▶ _Goal of the exercise_: Quote, word for word, every line starting at the line that contains "the red banner" and ending with the last line of the records; include both of these lines and no others.

▶ _Provided material_:
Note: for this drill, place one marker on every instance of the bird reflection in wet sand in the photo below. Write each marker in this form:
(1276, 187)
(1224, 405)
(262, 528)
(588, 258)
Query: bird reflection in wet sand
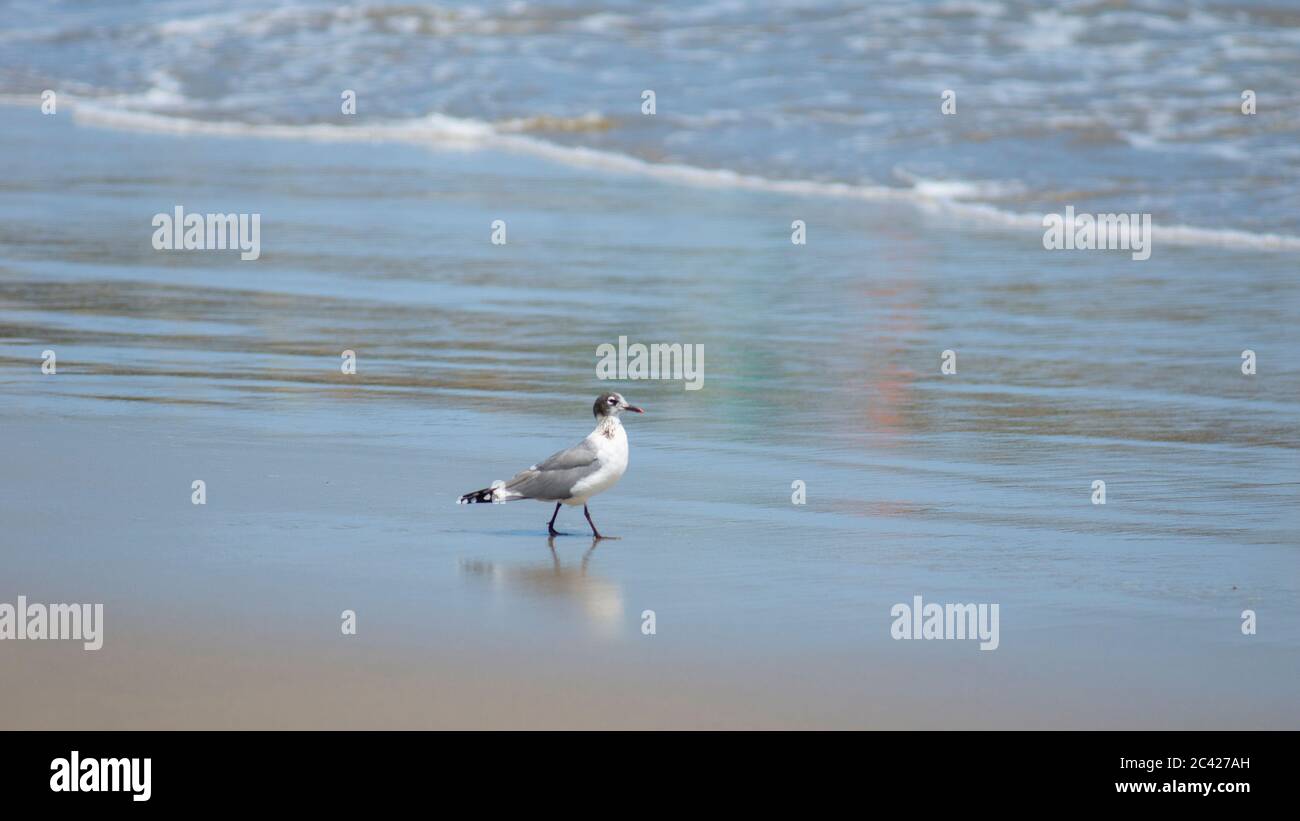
(599, 600)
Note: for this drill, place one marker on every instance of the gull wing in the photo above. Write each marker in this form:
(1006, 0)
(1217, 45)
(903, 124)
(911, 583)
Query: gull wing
(554, 478)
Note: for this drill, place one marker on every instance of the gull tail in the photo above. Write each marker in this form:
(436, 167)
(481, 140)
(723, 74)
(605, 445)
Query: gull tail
(497, 492)
(477, 496)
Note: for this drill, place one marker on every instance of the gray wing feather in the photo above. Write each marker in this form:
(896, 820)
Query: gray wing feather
(554, 478)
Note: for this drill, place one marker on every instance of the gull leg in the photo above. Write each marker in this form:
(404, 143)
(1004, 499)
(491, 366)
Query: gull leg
(588, 515)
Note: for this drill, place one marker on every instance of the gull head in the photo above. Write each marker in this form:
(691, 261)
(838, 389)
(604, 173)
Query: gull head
(612, 404)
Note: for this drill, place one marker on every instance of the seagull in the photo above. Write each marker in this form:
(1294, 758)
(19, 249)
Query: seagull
(571, 477)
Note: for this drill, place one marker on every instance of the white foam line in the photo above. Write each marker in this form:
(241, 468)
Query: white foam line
(459, 133)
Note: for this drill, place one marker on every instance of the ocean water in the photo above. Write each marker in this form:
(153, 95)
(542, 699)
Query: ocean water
(1106, 105)
(822, 361)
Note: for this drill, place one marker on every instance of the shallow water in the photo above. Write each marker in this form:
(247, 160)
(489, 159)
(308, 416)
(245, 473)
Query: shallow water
(473, 360)
(1106, 105)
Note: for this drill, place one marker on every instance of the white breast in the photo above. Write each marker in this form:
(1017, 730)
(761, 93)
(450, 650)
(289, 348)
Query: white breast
(611, 448)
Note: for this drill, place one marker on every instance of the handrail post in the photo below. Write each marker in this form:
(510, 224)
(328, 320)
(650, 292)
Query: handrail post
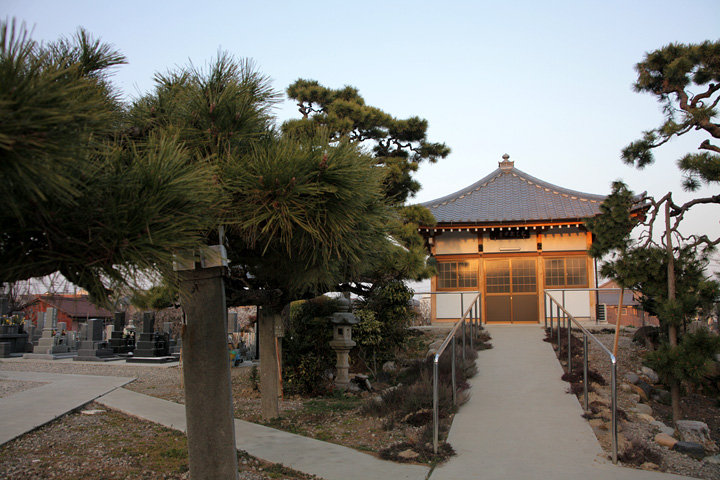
(472, 328)
(463, 325)
(558, 332)
(613, 379)
(569, 348)
(585, 359)
(462, 315)
(436, 407)
(453, 374)
(550, 319)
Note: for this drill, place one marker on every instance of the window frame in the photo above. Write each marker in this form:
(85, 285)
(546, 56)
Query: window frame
(550, 272)
(461, 275)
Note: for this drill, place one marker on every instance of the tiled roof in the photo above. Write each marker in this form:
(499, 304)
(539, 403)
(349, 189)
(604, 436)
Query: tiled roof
(75, 306)
(511, 195)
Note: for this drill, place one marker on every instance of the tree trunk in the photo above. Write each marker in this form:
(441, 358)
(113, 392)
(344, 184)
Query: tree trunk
(672, 327)
(206, 374)
(269, 373)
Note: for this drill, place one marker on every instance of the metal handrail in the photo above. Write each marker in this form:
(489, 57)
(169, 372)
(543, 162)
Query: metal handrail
(475, 324)
(568, 318)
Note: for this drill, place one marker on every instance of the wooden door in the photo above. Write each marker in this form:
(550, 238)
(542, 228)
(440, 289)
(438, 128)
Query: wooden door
(511, 290)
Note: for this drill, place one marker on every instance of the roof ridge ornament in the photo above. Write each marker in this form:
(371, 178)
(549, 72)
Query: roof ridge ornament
(506, 165)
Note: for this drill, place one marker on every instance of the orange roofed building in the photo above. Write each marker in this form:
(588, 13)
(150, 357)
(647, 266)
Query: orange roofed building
(510, 236)
(72, 309)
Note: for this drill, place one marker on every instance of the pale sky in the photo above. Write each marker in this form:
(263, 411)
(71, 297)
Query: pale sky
(549, 83)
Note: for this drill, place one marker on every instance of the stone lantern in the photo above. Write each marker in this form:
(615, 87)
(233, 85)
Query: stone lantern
(342, 322)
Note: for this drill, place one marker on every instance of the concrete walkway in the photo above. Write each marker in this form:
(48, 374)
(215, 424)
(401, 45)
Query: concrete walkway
(25, 411)
(520, 423)
(326, 460)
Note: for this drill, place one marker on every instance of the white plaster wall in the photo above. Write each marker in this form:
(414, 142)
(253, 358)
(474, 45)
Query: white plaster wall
(577, 303)
(448, 304)
(509, 245)
(456, 242)
(564, 239)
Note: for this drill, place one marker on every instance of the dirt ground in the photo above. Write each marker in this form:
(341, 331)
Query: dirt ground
(110, 445)
(636, 445)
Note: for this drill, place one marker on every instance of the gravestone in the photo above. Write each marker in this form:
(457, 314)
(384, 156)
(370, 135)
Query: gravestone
(151, 347)
(37, 333)
(232, 322)
(174, 344)
(121, 343)
(30, 329)
(14, 340)
(52, 345)
(92, 348)
(49, 343)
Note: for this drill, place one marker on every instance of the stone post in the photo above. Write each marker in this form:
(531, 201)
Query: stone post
(342, 341)
(206, 372)
(269, 372)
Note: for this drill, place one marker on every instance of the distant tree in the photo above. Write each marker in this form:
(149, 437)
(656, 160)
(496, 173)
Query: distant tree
(397, 147)
(673, 73)
(686, 81)
(77, 197)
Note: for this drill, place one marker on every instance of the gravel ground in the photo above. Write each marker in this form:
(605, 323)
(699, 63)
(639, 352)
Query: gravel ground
(108, 444)
(635, 432)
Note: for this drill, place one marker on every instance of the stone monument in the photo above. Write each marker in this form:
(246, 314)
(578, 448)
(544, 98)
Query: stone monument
(151, 347)
(92, 347)
(121, 344)
(342, 342)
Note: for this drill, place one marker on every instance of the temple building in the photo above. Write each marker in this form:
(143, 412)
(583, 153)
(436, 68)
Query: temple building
(509, 236)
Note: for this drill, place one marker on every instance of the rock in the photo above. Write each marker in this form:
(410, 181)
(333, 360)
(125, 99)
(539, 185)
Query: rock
(639, 391)
(650, 373)
(389, 367)
(645, 418)
(643, 408)
(649, 466)
(408, 454)
(691, 449)
(353, 388)
(697, 432)
(663, 428)
(649, 336)
(598, 423)
(663, 397)
(665, 440)
(646, 388)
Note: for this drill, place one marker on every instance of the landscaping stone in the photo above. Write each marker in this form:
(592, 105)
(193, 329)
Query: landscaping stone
(646, 418)
(662, 396)
(665, 440)
(639, 391)
(643, 408)
(663, 428)
(633, 378)
(408, 454)
(649, 466)
(646, 388)
(696, 432)
(389, 367)
(650, 373)
(691, 449)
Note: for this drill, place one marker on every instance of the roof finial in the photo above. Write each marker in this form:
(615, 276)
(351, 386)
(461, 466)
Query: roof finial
(506, 164)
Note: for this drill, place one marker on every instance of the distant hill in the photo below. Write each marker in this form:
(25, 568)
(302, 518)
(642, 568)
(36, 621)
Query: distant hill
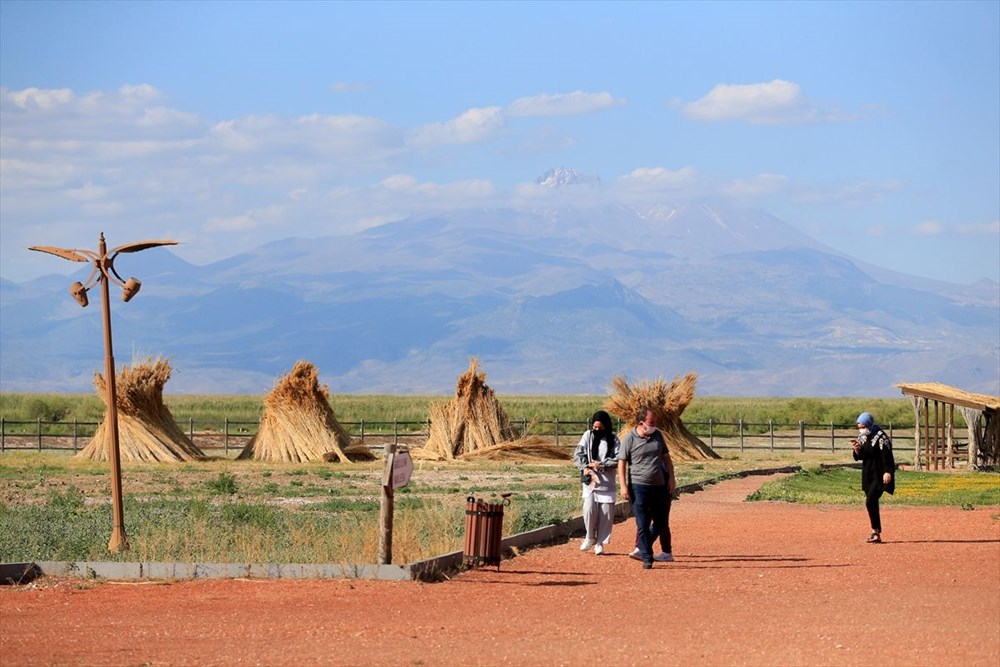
(551, 301)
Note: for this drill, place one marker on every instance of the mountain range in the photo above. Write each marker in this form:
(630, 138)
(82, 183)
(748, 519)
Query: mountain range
(551, 300)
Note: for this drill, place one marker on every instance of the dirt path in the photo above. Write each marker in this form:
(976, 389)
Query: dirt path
(753, 584)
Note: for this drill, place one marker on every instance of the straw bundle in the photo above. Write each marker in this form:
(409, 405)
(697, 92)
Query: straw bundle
(528, 448)
(299, 425)
(146, 429)
(667, 402)
(471, 421)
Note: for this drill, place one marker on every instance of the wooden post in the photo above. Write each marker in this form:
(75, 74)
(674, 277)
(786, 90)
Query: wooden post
(949, 434)
(385, 511)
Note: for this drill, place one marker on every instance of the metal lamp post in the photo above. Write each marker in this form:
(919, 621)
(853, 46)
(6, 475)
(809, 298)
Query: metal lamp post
(104, 273)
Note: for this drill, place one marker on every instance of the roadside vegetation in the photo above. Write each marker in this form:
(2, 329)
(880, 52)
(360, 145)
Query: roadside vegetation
(53, 507)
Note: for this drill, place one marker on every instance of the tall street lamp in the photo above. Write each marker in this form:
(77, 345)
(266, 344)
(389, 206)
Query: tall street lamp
(104, 273)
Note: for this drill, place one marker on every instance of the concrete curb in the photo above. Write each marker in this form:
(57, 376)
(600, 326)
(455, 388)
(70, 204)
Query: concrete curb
(430, 569)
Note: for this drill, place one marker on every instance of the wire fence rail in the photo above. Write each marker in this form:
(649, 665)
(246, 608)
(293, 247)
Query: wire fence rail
(231, 435)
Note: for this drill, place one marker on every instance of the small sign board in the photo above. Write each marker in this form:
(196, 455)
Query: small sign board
(402, 468)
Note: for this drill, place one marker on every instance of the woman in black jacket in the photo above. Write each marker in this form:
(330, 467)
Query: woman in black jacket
(878, 468)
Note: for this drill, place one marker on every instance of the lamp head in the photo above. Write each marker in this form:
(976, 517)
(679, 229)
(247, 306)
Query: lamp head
(79, 293)
(130, 289)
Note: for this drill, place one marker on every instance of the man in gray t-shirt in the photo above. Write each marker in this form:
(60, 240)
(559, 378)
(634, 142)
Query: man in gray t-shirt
(645, 477)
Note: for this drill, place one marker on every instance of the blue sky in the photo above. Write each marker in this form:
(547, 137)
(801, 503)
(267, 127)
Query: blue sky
(874, 127)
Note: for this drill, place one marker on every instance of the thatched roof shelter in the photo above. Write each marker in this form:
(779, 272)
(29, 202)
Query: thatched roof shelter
(147, 430)
(667, 402)
(934, 442)
(473, 424)
(299, 425)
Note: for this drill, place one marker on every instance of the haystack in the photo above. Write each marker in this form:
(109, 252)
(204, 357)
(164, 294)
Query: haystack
(299, 425)
(473, 424)
(146, 429)
(667, 402)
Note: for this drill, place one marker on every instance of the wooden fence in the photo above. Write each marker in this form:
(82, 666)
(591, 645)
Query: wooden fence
(231, 436)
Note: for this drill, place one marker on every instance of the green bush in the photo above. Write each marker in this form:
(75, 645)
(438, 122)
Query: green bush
(224, 484)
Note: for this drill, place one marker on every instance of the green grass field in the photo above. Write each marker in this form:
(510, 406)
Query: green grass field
(53, 507)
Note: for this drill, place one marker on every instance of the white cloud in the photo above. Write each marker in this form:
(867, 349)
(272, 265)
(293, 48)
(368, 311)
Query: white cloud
(929, 228)
(772, 103)
(658, 178)
(37, 98)
(472, 126)
(563, 104)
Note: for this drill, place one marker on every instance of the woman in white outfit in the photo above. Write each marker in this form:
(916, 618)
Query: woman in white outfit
(595, 456)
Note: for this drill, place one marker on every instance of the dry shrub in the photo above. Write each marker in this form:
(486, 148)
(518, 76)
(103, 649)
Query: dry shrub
(667, 402)
(299, 425)
(146, 429)
(471, 422)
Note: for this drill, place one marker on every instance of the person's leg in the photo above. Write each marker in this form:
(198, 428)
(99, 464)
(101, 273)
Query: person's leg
(642, 509)
(872, 496)
(605, 520)
(590, 511)
(657, 511)
(665, 542)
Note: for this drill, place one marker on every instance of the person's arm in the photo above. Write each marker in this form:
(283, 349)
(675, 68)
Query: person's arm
(888, 462)
(669, 465)
(581, 456)
(622, 476)
(611, 460)
(623, 470)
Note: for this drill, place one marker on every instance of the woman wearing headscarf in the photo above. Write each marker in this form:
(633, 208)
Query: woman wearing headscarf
(595, 456)
(878, 468)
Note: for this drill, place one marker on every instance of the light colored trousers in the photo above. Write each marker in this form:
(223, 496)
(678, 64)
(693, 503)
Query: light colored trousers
(597, 519)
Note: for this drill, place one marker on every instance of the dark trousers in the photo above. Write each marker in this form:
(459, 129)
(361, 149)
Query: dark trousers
(872, 494)
(666, 544)
(649, 507)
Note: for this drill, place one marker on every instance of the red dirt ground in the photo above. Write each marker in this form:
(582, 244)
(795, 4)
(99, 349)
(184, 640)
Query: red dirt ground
(753, 584)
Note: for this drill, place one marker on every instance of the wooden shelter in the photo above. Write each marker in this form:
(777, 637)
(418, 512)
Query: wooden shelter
(667, 402)
(934, 442)
(147, 430)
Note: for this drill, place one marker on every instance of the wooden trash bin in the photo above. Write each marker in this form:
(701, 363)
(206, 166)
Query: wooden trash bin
(483, 532)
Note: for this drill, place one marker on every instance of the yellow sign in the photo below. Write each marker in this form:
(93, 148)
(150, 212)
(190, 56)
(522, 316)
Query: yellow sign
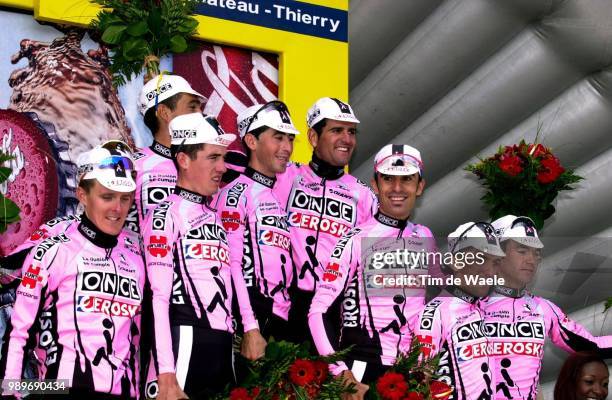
(312, 63)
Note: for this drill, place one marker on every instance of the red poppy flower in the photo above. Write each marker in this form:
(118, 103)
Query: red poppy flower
(440, 390)
(302, 372)
(550, 170)
(392, 386)
(239, 394)
(414, 396)
(512, 165)
(321, 372)
(537, 150)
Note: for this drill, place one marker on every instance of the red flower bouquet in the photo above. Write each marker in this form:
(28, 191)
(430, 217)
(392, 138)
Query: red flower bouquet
(288, 372)
(410, 378)
(523, 179)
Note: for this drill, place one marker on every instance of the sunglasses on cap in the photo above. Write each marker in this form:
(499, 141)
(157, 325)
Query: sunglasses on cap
(274, 105)
(485, 227)
(115, 145)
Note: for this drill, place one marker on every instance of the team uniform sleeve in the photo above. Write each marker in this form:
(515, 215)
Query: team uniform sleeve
(39, 278)
(338, 272)
(368, 203)
(234, 219)
(159, 241)
(571, 336)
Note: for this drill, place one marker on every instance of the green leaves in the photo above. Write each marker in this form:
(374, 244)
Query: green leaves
(137, 29)
(9, 211)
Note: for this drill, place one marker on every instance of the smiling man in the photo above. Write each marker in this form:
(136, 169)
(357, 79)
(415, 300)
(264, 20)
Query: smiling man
(188, 265)
(256, 221)
(517, 351)
(373, 323)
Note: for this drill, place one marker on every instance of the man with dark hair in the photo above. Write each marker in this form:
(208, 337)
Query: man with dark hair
(188, 265)
(161, 99)
(255, 219)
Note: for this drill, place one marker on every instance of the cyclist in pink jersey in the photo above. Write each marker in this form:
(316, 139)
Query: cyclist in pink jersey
(452, 324)
(374, 323)
(519, 322)
(255, 218)
(82, 289)
(161, 99)
(188, 265)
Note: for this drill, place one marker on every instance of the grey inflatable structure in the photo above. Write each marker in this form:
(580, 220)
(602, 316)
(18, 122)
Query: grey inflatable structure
(458, 78)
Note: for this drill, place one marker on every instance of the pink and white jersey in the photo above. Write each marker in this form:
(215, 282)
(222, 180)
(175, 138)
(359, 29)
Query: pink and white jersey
(155, 180)
(323, 203)
(256, 224)
(375, 324)
(517, 324)
(453, 324)
(188, 265)
(10, 266)
(82, 291)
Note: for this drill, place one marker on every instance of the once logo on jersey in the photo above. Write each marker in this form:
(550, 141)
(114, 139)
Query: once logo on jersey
(39, 234)
(339, 248)
(350, 305)
(427, 316)
(427, 346)
(105, 306)
(323, 206)
(159, 216)
(156, 195)
(110, 283)
(158, 246)
(31, 277)
(46, 244)
(208, 232)
(234, 193)
(206, 252)
(331, 272)
(471, 331)
(230, 220)
(275, 221)
(313, 223)
(271, 238)
(523, 329)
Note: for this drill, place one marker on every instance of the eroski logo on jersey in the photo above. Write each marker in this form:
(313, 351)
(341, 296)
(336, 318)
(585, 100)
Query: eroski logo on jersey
(110, 283)
(233, 194)
(46, 244)
(206, 252)
(428, 314)
(523, 329)
(323, 205)
(350, 305)
(276, 239)
(106, 306)
(275, 221)
(208, 232)
(156, 195)
(313, 223)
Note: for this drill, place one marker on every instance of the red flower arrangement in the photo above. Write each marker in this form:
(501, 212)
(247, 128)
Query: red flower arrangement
(410, 378)
(523, 179)
(289, 372)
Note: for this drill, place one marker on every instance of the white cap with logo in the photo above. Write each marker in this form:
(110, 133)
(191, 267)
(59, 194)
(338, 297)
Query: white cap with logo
(112, 168)
(163, 87)
(273, 114)
(398, 159)
(196, 128)
(479, 235)
(520, 229)
(331, 108)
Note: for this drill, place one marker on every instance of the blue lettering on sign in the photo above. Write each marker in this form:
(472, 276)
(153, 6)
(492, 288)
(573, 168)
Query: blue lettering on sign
(286, 15)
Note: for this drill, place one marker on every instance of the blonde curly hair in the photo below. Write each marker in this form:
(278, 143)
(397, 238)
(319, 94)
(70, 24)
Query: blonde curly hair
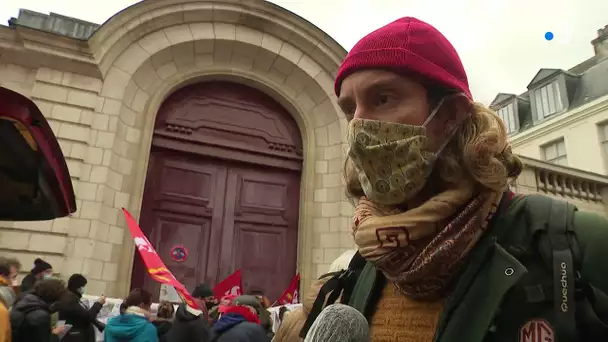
(479, 151)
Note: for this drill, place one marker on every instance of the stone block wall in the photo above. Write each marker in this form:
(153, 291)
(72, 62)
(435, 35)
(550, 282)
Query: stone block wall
(88, 242)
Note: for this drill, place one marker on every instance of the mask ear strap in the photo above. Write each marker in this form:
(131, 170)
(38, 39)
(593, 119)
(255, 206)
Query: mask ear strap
(452, 128)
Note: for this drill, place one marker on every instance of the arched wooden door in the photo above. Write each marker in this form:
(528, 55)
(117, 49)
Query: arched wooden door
(223, 181)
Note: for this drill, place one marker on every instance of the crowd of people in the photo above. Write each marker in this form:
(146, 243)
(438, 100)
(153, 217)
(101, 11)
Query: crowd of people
(445, 250)
(43, 309)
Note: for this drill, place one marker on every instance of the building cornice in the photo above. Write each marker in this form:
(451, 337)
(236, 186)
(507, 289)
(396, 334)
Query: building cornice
(33, 48)
(563, 170)
(554, 124)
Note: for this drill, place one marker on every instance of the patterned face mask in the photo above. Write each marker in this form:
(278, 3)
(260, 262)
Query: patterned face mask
(392, 160)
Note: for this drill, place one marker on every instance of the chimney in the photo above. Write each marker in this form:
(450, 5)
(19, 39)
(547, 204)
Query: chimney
(600, 44)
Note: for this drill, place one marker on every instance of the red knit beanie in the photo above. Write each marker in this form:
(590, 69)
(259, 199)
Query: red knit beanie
(408, 45)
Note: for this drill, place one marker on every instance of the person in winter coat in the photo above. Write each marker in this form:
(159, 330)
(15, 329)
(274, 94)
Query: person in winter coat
(132, 325)
(189, 325)
(73, 311)
(205, 293)
(265, 320)
(164, 320)
(41, 270)
(216, 311)
(9, 268)
(240, 322)
(31, 314)
(446, 251)
(293, 321)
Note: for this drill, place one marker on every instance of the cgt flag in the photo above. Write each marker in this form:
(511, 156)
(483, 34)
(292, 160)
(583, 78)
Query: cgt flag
(291, 295)
(156, 267)
(232, 285)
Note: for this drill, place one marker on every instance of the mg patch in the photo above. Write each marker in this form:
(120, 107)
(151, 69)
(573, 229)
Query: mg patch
(536, 330)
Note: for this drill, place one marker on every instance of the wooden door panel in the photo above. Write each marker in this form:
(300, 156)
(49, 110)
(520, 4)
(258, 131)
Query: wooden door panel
(239, 210)
(183, 205)
(190, 187)
(171, 230)
(261, 254)
(260, 227)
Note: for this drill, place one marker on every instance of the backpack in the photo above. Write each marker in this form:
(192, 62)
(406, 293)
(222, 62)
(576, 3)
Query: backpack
(554, 240)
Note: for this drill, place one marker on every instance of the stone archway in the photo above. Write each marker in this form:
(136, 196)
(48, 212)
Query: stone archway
(153, 48)
(223, 182)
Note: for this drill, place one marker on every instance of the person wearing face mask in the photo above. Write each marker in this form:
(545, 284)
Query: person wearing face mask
(41, 270)
(8, 273)
(133, 324)
(192, 325)
(73, 311)
(31, 314)
(9, 268)
(446, 252)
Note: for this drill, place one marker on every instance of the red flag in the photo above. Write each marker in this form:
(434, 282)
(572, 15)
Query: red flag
(156, 267)
(291, 294)
(232, 285)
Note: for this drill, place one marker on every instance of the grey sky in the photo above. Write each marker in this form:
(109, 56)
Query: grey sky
(501, 42)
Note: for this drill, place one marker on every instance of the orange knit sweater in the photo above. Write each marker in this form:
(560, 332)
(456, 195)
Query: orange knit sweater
(398, 318)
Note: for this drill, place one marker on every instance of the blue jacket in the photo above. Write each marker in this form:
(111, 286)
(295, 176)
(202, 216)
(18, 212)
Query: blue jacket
(130, 327)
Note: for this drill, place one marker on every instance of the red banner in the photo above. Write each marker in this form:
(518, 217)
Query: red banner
(156, 267)
(291, 294)
(232, 285)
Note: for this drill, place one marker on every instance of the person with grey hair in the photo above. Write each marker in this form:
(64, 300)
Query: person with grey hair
(339, 323)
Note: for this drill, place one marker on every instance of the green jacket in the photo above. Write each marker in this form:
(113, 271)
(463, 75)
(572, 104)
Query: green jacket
(494, 299)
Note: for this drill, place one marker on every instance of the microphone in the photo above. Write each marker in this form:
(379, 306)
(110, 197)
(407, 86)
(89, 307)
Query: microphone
(339, 323)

▶ _Expected output_:
Note: for this drill, place one marker on every instance of the red banner in the photo above. Write each marker in this form:
(518, 217)
Query: red banner
(156, 267)
(291, 294)
(232, 285)
Note: for this drill, place one marker on every instance of the person with grey hair in the photo above. Write each marker in this form:
(64, 300)
Query: person with grey hair
(339, 323)
Note: for this drill, place one marker on every instance of the green jacket in the photo above. Write each marker in this form:
(113, 271)
(463, 75)
(572, 104)
Query: green jacket
(494, 299)
Note: for this drill, place one marker on every instance of the microphone in the photo above. Write each marker in this form:
(379, 306)
(110, 197)
(407, 86)
(89, 307)
Query: microphone
(339, 323)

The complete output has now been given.